* [What to produce]:
Answer these questions using the essay below about returning to running after childbirth, with each answer on its own numbered line.
1. What walk-run pattern does the writer try after the first aching morning?
2. How long after giving birth did the writer's friend run her 50-mile race?
3. How many years ago did the writer run a first ultra?

* [Extract]:

══════════

The next morning, I badly ache from shoulders to ankles. Deeply disappointed, I don’t run another step all week. I try a more sustainable walk-run approach next, repetitions of four minutes walking with one minute running. Hopefulness battles discouragement. I tell myself, “Yay! It’s a start,” and I wonder, “Will I ever get back to ‘normal’?”
I still recall my friend’s incredible 50-mile race just 8 months postpartum. Her baby is almost in kindergarten now. “How did you do it?” I ask her.
“Don’t push it,” she cautions. “Your body has done an amazing thing to make space for your baby’s birth.” She continues, “Your tendons and ligaments are still soft. You don’t want to do longer-term damage.”
Her words encourage and console me. It turns out I need this consolation more than I expected. A sharp pain in my knee two weeks later tells me to back off again.
I am sad to miss the special weekend group run. Our friends come over afterward for brunch. They bounce our baby and delight in him, so captivated that the egg casserole goes cold. I wistfully recognize the happy exhaustion on their faces. I am grateful for their extra time with us. I also yearn for those conversations, shallow intertwined with deep, that surface best on long runs together.
Am I still a trail sister? It’s been a year since those two red lines on a stick first appeared. It will take even more time until I am a regular at the weekly run meetup. These days my training consists of repeats to the diaper changing table, mini squats to soothe my son to bed, and 3am wakeups to nurse. Yet as I watch my son fake eating in his sleep, his body cozy in my arms, my heart overflows.
Nine years ago, I ran my first ultra. Now, the challenge of being a new mom is exhilarating and sometimes daunting. Our community has been essential. The need for patience is ever-present.
I still love the sport. My current ultra just looks different right now.
One Response
An explosion of emotions so raw, so compelling, so tender! This year is both the capstone of over thirty years, getting to a very high peak, and the foundation of another thirty years of spectacular views!
“Hopefulness battles discouragement.” Never leave that battle. Victories and defeats are only temporary and battle scars reflect only past glories. Somehow, someway, I know you are always battling for a more hopeful future!

══════════

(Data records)
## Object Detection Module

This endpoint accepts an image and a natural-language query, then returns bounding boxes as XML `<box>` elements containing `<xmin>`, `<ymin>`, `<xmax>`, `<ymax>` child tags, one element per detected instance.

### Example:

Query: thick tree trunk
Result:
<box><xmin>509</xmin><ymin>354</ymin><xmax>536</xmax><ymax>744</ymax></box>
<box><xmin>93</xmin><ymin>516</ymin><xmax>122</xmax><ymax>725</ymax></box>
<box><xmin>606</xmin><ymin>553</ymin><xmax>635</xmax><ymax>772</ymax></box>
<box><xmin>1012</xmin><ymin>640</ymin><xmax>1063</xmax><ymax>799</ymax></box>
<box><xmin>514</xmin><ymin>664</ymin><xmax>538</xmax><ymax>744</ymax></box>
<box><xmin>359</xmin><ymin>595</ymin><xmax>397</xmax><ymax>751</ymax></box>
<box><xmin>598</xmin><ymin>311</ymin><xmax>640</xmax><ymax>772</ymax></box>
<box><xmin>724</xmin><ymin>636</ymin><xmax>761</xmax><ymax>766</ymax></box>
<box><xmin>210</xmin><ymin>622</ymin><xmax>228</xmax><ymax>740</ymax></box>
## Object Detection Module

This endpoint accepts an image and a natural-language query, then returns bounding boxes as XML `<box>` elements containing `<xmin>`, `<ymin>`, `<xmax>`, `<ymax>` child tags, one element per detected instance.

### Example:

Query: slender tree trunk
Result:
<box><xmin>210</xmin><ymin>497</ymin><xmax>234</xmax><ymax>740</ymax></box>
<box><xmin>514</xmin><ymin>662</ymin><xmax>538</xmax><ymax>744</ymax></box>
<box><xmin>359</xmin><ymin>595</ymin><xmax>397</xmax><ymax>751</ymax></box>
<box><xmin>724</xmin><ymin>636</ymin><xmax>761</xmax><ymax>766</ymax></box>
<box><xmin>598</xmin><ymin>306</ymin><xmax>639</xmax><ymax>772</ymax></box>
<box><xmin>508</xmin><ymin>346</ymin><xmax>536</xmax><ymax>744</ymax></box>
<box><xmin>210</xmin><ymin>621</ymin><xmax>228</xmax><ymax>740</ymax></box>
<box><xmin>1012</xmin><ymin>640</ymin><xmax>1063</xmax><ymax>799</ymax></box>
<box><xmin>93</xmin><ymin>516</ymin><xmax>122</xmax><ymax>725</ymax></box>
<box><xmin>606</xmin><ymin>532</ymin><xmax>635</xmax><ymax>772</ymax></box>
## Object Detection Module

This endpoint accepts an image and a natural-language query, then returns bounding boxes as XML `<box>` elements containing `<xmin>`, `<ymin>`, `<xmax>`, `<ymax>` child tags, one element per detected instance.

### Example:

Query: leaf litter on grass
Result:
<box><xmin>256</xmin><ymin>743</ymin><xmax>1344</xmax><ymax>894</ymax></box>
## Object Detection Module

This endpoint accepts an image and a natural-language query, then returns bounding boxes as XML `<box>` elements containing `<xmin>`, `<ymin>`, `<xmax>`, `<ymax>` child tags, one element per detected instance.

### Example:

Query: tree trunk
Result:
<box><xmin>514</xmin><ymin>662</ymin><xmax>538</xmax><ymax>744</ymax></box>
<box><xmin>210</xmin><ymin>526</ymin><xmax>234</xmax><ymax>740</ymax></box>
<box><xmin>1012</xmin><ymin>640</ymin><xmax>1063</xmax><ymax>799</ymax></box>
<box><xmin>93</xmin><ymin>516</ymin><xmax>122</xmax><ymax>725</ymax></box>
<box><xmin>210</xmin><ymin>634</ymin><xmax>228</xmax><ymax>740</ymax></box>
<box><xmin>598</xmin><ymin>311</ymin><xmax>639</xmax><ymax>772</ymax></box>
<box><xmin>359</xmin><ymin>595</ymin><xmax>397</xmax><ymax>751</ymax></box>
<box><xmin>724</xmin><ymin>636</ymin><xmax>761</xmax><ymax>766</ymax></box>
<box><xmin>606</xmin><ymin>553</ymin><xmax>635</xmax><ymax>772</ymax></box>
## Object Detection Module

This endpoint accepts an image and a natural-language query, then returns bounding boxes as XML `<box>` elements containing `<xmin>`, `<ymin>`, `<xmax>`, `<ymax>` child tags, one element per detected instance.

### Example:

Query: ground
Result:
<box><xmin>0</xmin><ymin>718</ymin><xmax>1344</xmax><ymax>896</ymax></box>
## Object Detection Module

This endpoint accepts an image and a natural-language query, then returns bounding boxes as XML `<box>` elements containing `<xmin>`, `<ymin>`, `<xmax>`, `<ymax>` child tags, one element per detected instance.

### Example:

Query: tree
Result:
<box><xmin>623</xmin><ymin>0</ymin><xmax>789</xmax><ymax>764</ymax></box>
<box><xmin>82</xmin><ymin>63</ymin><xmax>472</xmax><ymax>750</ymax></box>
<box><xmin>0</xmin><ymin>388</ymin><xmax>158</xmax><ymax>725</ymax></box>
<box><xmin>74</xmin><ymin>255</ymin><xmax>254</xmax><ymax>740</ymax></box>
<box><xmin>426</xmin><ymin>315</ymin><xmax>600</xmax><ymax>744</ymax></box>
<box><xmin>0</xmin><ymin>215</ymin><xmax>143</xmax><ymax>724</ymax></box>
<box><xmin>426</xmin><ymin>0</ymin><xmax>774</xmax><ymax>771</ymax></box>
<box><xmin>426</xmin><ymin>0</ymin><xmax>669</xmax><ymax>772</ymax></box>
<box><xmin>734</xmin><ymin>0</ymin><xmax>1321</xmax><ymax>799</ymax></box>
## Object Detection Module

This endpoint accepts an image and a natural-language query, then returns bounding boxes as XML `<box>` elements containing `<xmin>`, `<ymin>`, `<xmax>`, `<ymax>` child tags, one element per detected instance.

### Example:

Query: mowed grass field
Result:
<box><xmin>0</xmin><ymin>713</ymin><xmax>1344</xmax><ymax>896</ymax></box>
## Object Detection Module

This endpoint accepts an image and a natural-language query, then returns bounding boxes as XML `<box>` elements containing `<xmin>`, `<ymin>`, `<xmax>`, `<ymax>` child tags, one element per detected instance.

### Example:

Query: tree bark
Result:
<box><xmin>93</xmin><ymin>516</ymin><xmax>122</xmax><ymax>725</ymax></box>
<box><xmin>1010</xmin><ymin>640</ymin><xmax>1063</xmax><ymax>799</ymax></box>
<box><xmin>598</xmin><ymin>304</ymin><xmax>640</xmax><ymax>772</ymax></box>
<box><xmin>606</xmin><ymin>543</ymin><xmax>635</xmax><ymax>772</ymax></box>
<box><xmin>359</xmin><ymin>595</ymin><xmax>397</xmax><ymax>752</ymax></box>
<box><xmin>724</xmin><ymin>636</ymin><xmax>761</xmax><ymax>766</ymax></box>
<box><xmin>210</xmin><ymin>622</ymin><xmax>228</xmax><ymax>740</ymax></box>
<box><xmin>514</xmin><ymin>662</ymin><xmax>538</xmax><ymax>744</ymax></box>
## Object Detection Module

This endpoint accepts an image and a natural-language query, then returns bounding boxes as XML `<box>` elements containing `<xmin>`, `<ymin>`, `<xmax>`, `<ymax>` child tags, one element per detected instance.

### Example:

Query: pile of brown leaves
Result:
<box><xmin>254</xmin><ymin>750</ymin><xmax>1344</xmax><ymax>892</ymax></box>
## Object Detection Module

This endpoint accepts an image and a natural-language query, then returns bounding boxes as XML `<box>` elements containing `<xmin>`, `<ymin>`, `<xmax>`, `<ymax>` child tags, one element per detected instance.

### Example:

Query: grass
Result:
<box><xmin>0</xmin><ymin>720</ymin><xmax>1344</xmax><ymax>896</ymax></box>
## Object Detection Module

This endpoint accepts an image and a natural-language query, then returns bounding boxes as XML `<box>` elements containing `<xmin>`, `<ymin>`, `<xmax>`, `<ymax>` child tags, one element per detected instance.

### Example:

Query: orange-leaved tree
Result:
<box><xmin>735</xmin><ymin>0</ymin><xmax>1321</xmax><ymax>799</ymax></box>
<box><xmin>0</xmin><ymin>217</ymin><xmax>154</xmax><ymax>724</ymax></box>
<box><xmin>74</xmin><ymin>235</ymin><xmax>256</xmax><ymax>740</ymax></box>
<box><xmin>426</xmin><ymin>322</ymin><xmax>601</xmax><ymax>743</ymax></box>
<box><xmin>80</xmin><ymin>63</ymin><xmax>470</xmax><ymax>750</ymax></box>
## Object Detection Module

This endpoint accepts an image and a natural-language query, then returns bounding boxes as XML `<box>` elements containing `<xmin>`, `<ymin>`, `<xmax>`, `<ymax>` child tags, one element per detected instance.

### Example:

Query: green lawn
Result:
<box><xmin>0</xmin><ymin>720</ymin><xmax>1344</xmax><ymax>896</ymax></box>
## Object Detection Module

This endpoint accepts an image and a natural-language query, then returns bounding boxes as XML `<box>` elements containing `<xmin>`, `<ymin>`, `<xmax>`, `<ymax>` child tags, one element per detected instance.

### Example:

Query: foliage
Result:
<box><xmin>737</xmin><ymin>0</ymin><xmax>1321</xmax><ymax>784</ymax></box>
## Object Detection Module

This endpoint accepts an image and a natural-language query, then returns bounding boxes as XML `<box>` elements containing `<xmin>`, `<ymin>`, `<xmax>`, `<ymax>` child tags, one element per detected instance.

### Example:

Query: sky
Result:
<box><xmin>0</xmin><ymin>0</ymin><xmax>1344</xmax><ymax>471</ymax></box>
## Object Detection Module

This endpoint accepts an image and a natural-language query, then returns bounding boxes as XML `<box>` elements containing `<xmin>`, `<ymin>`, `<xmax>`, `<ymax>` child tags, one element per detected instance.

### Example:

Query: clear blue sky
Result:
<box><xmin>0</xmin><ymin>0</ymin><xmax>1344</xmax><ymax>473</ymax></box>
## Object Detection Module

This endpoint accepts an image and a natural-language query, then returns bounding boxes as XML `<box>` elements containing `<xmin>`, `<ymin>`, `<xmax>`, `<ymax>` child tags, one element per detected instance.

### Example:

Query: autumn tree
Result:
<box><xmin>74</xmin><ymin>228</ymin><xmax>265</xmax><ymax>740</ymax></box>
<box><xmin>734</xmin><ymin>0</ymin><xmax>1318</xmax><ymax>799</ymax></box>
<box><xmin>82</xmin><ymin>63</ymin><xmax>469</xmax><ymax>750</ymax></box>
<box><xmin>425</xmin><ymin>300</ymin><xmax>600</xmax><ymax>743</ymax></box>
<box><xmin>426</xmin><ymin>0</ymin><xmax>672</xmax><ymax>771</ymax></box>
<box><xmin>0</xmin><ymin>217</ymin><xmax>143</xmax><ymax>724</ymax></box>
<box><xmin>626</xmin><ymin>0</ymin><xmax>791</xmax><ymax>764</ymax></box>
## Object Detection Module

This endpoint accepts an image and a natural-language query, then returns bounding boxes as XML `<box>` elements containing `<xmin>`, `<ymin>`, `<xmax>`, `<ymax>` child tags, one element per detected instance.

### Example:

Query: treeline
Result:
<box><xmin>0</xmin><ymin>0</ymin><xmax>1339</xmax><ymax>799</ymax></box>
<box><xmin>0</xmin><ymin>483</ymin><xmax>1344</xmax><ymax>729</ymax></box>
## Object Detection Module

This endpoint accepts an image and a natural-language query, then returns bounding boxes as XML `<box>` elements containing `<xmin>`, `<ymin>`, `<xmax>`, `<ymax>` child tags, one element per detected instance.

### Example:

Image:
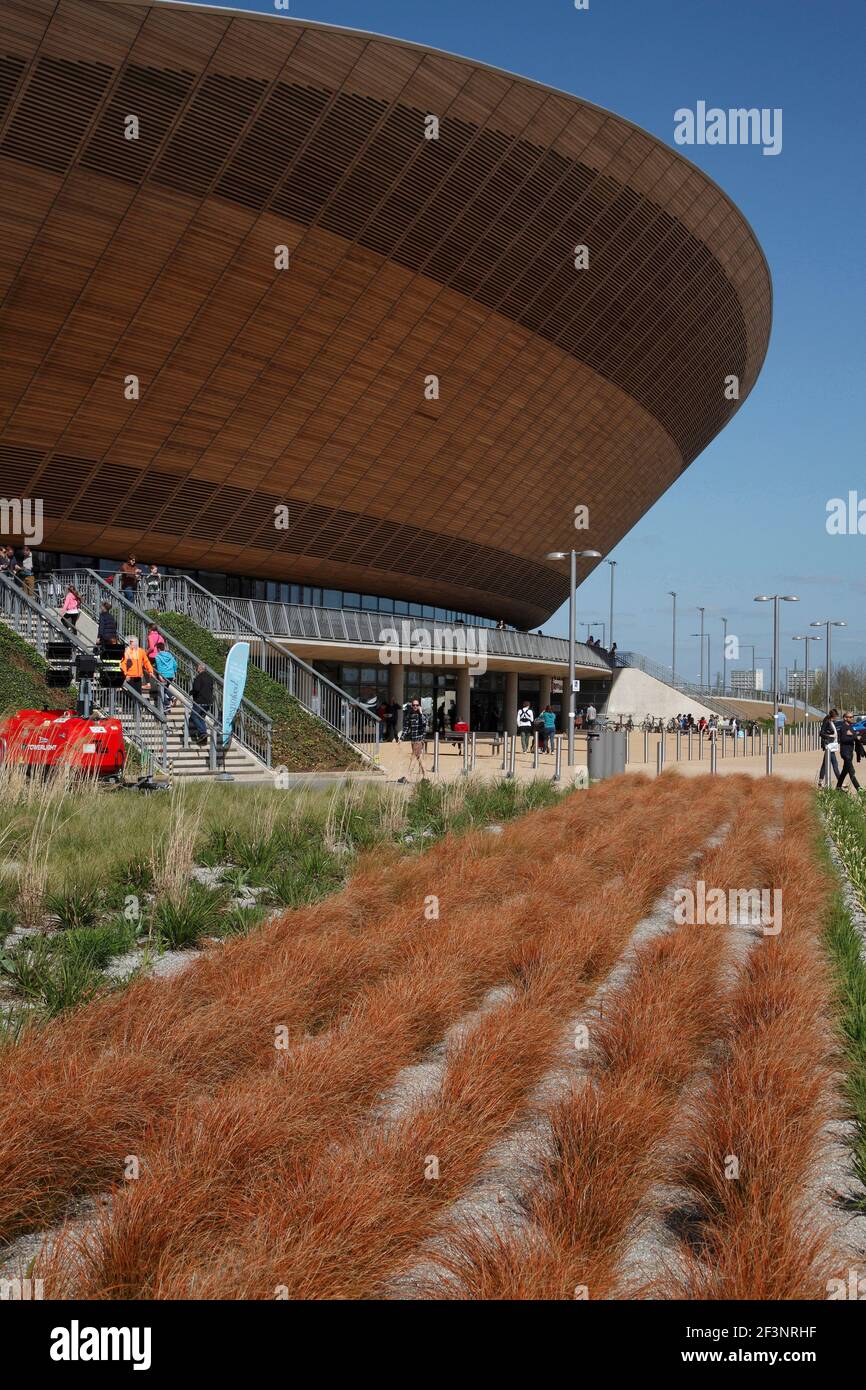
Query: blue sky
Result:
<box><xmin>179</xmin><ymin>0</ymin><xmax>866</xmax><ymax>677</ymax></box>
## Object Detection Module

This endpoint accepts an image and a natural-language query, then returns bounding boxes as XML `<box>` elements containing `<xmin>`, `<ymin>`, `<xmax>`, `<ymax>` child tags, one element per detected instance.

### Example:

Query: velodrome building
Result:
<box><xmin>0</xmin><ymin>0</ymin><xmax>771</xmax><ymax>717</ymax></box>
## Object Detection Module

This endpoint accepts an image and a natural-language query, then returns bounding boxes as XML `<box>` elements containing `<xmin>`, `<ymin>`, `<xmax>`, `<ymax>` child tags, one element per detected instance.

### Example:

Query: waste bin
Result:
<box><xmin>587</xmin><ymin>728</ymin><xmax>628</xmax><ymax>781</ymax></box>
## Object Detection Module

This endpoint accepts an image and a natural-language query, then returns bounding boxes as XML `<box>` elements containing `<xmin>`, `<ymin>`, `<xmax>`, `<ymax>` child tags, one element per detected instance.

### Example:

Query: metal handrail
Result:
<box><xmin>53</xmin><ymin>570</ymin><xmax>272</xmax><ymax>767</ymax></box>
<box><xmin>94</xmin><ymin>574</ymin><xmax>382</xmax><ymax>758</ymax></box>
<box><xmin>0</xmin><ymin>575</ymin><xmax>170</xmax><ymax>773</ymax></box>
<box><xmin>204</xmin><ymin>598</ymin><xmax>612</xmax><ymax>671</ymax></box>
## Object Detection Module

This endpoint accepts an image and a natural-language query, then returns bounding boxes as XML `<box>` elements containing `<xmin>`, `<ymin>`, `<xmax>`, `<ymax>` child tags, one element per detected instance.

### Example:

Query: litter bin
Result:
<box><xmin>587</xmin><ymin>728</ymin><xmax>628</xmax><ymax>781</ymax></box>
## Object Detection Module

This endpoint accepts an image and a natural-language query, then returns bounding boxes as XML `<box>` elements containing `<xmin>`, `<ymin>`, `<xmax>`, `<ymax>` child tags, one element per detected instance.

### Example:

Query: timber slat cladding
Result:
<box><xmin>0</xmin><ymin>0</ymin><xmax>771</xmax><ymax>626</ymax></box>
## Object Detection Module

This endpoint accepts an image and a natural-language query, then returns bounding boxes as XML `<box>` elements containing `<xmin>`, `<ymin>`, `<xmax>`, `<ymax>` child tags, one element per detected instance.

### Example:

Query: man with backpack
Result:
<box><xmin>400</xmin><ymin>696</ymin><xmax>427</xmax><ymax>781</ymax></box>
<box><xmin>517</xmin><ymin>699</ymin><xmax>535</xmax><ymax>753</ymax></box>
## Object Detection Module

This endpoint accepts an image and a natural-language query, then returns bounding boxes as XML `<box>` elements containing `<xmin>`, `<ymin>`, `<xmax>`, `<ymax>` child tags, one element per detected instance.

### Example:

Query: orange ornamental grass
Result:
<box><xmin>111</xmin><ymin>780</ymin><xmax>738</xmax><ymax>1298</ymax></box>
<box><xmin>44</xmin><ymin>794</ymin><xmax>730</xmax><ymax>1297</ymax></box>
<box><xmin>0</xmin><ymin>783</ymin><xmax>670</xmax><ymax>1236</ymax></box>
<box><xmin>664</xmin><ymin>787</ymin><xmax>838</xmax><ymax>1300</ymax></box>
<box><xmin>414</xmin><ymin>790</ymin><xmax>795</xmax><ymax>1300</ymax></box>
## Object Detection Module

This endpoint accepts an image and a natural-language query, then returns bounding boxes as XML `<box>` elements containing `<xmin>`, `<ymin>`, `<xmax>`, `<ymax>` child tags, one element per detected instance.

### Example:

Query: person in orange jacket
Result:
<box><xmin>121</xmin><ymin>637</ymin><xmax>153</xmax><ymax>695</ymax></box>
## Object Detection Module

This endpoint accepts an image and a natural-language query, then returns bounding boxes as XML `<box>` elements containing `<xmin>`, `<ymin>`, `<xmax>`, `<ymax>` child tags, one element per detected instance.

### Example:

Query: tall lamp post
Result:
<box><xmin>548</xmin><ymin>550</ymin><xmax>602</xmax><ymax>767</ymax></box>
<box><xmin>602</xmin><ymin>560</ymin><xmax>616</xmax><ymax>646</ymax></box>
<box><xmin>695</xmin><ymin>607</ymin><xmax>703</xmax><ymax>689</ymax></box>
<box><xmin>755</xmin><ymin>594</ymin><xmax>799</xmax><ymax>737</ymax></box>
<box><xmin>692</xmin><ymin>632</ymin><xmax>710</xmax><ymax>689</ymax></box>
<box><xmin>667</xmin><ymin>589</ymin><xmax>677</xmax><ymax>685</ymax></box>
<box><xmin>791</xmin><ymin>632</ymin><xmax>830</xmax><ymax>719</ymax></box>
<box><xmin>809</xmin><ymin>617</ymin><xmax>848</xmax><ymax>709</ymax></box>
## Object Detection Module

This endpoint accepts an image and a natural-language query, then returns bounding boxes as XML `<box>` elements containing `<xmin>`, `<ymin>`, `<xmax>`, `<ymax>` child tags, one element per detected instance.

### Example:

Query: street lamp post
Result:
<box><xmin>809</xmin><ymin>617</ymin><xmax>848</xmax><ymax>709</ymax></box>
<box><xmin>667</xmin><ymin>589</ymin><xmax>677</xmax><ymax>685</ymax></box>
<box><xmin>603</xmin><ymin>560</ymin><xmax>616</xmax><ymax>646</ymax></box>
<box><xmin>695</xmin><ymin>607</ymin><xmax>703</xmax><ymax>689</ymax></box>
<box><xmin>548</xmin><ymin>550</ymin><xmax>602</xmax><ymax>767</ymax></box>
<box><xmin>755</xmin><ymin>594</ymin><xmax>799</xmax><ymax>737</ymax></box>
<box><xmin>791</xmin><ymin>632</ymin><xmax>830</xmax><ymax>719</ymax></box>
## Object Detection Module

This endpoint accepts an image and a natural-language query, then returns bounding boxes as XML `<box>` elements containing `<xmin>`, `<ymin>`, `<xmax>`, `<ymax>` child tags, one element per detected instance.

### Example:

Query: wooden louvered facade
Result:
<box><xmin>0</xmin><ymin>0</ymin><xmax>771</xmax><ymax>626</ymax></box>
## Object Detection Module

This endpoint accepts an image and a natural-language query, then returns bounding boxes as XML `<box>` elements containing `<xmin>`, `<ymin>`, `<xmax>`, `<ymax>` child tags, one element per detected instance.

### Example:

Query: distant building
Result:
<box><xmin>728</xmin><ymin>666</ymin><xmax>763</xmax><ymax>696</ymax></box>
<box><xmin>788</xmin><ymin>670</ymin><xmax>824</xmax><ymax>699</ymax></box>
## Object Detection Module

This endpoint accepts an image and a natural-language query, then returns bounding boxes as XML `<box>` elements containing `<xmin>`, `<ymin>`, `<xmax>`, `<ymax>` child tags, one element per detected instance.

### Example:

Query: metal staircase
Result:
<box><xmin>0</xmin><ymin>575</ymin><xmax>171</xmax><ymax>776</ymax></box>
<box><xmin>42</xmin><ymin>570</ymin><xmax>272</xmax><ymax>780</ymax></box>
<box><xmin>54</xmin><ymin>570</ymin><xmax>381</xmax><ymax>762</ymax></box>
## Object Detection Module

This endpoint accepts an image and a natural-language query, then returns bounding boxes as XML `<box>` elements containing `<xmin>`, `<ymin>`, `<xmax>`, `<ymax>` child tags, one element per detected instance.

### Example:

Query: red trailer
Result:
<box><xmin>0</xmin><ymin>709</ymin><xmax>126</xmax><ymax>780</ymax></box>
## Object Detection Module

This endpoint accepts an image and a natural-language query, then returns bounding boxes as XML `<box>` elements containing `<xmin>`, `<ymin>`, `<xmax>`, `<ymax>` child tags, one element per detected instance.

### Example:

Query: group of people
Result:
<box><xmin>108</xmin><ymin>555</ymin><xmax>163</xmax><ymax>609</ymax></box>
<box><xmin>0</xmin><ymin>545</ymin><xmax>36</xmax><ymax>598</ymax></box>
<box><xmin>817</xmin><ymin>708</ymin><xmax>866</xmax><ymax>791</ymax></box>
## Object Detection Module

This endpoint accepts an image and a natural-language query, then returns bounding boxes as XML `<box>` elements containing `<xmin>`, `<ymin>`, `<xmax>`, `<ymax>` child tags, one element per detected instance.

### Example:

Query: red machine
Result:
<box><xmin>0</xmin><ymin>709</ymin><xmax>126</xmax><ymax>778</ymax></box>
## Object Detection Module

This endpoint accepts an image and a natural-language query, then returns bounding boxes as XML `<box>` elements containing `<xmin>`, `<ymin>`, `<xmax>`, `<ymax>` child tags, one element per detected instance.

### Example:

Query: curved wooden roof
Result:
<box><xmin>0</xmin><ymin>0</ymin><xmax>771</xmax><ymax>626</ymax></box>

══════════

* [Output for this task]:
1. Repetitions of four minutes walking with one minute running.
2. 8 months postpartum.
3. Nine years ago.